Natural language region descriptions:
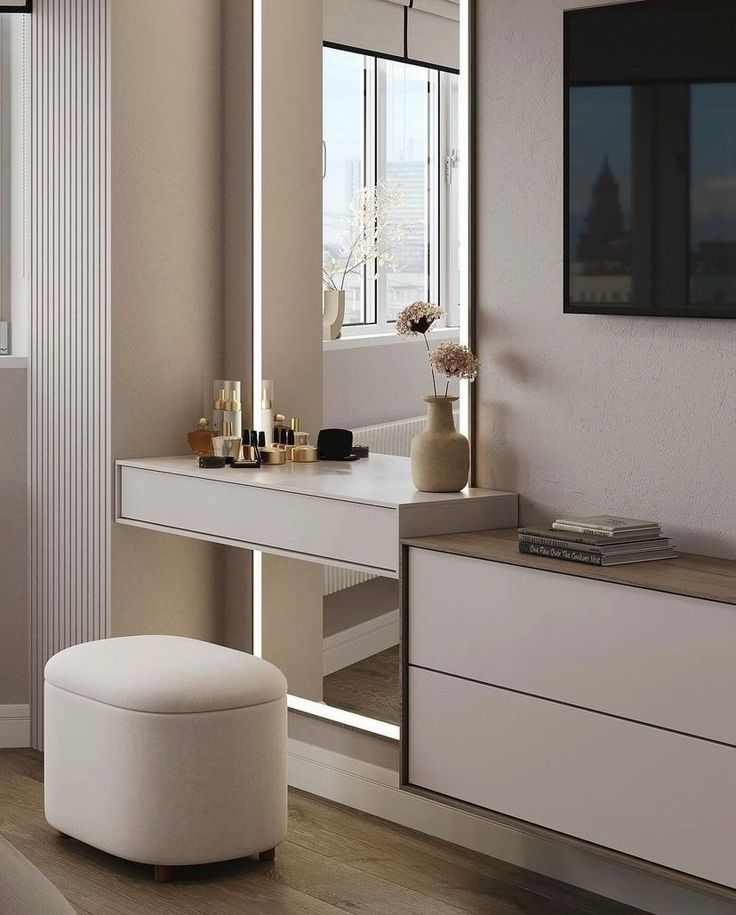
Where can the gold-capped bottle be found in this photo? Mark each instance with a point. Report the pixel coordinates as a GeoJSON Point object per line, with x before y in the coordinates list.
{"type": "Point", "coordinates": [200, 439]}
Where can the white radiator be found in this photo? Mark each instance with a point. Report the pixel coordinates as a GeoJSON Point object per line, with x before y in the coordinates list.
{"type": "Point", "coordinates": [385, 438]}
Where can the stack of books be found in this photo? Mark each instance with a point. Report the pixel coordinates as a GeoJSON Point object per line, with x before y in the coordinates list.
{"type": "Point", "coordinates": [602, 540]}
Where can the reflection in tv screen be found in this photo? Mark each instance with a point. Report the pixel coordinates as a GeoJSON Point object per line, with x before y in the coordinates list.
{"type": "Point", "coordinates": [651, 159]}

▸ About this task
Pictures are to be dropped; every line of the records is to be returned unchanged.

▸ Worked solution
Where can the gold-capped bottle be found in this photo? Mark each instance with a point. Report the pixel coordinates as a GeoJSON Point object per line, with x before y in the coordinates list.
{"type": "Point", "coordinates": [200, 439]}
Where can the white radiator be found in this photo? Mark each instance with a point. Report the pixel coordinates as a GeoJSON Point object per line, with x before y in the coordinates list.
{"type": "Point", "coordinates": [385, 438]}
Where can the stack of books be found in this photo? Mark each instance with a point. Report the pixel coordinates as a GeoJSON Point object per line, with x before y in the coordinates list.
{"type": "Point", "coordinates": [602, 540]}
Where can the reflection in tv screen be found in this photo? Mark each instance with a point. Report the pixel coordinates as a GeoJSON Point object per line, with x before y in the coordinates list.
{"type": "Point", "coordinates": [651, 159]}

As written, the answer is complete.